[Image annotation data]
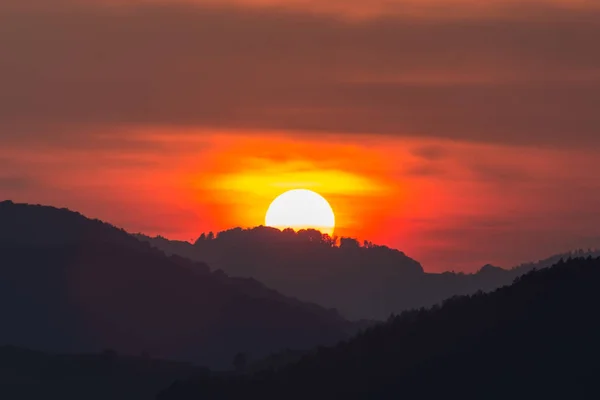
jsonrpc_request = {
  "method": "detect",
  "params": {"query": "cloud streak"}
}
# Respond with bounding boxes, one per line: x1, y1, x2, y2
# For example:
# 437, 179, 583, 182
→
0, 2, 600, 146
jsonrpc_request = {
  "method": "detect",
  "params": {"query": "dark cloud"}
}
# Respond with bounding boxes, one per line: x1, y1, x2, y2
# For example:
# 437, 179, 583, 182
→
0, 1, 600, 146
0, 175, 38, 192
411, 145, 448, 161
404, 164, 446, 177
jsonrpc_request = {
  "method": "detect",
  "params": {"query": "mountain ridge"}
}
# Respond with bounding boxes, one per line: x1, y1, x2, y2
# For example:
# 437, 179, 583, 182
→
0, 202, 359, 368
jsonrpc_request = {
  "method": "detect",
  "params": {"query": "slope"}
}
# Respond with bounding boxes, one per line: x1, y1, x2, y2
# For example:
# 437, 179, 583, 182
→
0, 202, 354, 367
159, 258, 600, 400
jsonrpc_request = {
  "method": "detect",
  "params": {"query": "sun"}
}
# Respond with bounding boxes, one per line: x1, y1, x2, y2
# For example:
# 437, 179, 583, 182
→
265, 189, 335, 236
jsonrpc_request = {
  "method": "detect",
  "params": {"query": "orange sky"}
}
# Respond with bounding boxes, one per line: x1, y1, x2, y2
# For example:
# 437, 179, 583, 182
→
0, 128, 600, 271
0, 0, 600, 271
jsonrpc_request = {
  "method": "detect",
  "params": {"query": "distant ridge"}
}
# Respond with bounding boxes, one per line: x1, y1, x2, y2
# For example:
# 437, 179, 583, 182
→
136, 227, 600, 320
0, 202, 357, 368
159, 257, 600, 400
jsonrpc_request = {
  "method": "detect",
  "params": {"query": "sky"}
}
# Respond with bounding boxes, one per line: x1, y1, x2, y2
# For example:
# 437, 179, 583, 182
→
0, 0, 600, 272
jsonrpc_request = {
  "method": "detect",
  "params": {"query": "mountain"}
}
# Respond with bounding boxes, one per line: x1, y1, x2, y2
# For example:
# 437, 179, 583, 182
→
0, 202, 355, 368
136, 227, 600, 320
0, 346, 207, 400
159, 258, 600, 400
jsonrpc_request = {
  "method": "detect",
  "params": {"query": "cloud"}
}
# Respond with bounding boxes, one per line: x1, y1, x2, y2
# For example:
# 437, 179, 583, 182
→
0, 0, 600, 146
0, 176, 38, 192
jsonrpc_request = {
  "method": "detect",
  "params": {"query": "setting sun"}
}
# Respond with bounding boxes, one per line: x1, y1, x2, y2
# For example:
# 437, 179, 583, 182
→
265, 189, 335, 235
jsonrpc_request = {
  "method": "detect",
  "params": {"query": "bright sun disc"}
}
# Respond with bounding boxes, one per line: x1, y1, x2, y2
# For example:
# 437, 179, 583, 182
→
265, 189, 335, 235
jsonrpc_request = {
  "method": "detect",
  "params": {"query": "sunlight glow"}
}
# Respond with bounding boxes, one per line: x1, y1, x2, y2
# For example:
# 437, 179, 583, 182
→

Written problem ▸
Copy the rows above line for line, leaving out the pictures.

Finished exercise ▸
jsonrpc_request = {
  "method": "detect",
  "params": {"query": "cloud streak"}
}
# Respond with bounding boxes, one per line: x1, y1, x2, y2
# For example:
# 437, 179, 583, 182
→
0, 2, 600, 146
jsonrpc_request = {
  "method": "detect",
  "params": {"query": "dark cloud"}
}
# Respond with bounding boxes, one per line: x1, y1, x2, y2
# For example:
# 437, 179, 583, 182
→
0, 1, 600, 146
0, 175, 38, 192
411, 145, 448, 161
404, 164, 446, 177
jsonrpc_request = {
  "method": "detect",
  "params": {"query": "mountain ridge"}
}
# Respond with bounding boxes, one per line: x1, y1, x2, y2
# For example:
# 437, 179, 583, 182
→
0, 202, 359, 368
jsonrpc_request = {
  "method": "detect",
  "params": {"query": "slope"}
}
# Respond with bounding boxes, one per line: x1, y1, x2, y2
# For example:
# 437, 179, 583, 182
→
0, 202, 354, 367
159, 258, 600, 400
jsonrpc_request = {
  "method": "detect",
  "params": {"query": "sun"}
}
# Respond with bounding boxes, one per line: x1, y1, x2, y2
# For example:
# 437, 179, 583, 182
→
265, 189, 335, 236
jsonrpc_request = {
  "method": "detect",
  "params": {"query": "orange sky"}
}
# Respond with bounding boxes, one per line: x1, y1, x2, y2
# For example:
# 437, 179, 583, 182
→
0, 128, 600, 271
0, 0, 600, 271
jsonrpc_request = {
  "method": "detect",
  "params": {"query": "distant ridge"}
}
# Respond with bounding boxes, one per line: x1, y1, x2, y2
# For example:
# 437, 179, 583, 182
→
136, 227, 600, 320
0, 202, 357, 368
159, 257, 600, 400
jsonrpc_request = {
  "method": "detect",
  "params": {"query": "sky"}
}
# Respond with bounding boxes, one per line: x1, y1, x2, y2
# For example:
# 437, 179, 583, 182
→
0, 0, 600, 272
jsonrpc_request = {
  "method": "detect",
  "params": {"query": "mountain"}
}
# Respond with bounding boxes, one per line: x1, y1, x2, y2
# For example:
# 437, 179, 583, 182
→
0, 202, 355, 368
136, 227, 600, 320
0, 346, 207, 400
159, 258, 600, 400
jsonrpc_request = {
  "method": "detect",
  "params": {"query": "cloud"}
}
# Respond with bounding boxes, one per line: x1, y1, x2, y2
# For example:
# 437, 179, 583, 182
→
0, 0, 600, 146
0, 176, 38, 192
jsonrpc_request = {
  "method": "detect",
  "params": {"query": "setting sun"}
}
# Respond with bounding boxes, one per line: x1, y1, x2, y2
# For example:
# 437, 179, 583, 182
→
265, 189, 335, 235
jsonrpc_request = {
  "method": "detect",
  "params": {"query": "bright sun disc"}
}
# Respond with bounding boxes, one per line: x1, y1, x2, y2
# For example:
# 437, 179, 583, 182
→
265, 189, 335, 235
jsonrpc_request = {
  "method": "detect",
  "params": {"query": "sunlight glow"}
}
# Respond with bounding boxes, one per line: x1, y1, x2, y2
# For example:
# 437, 179, 583, 182
→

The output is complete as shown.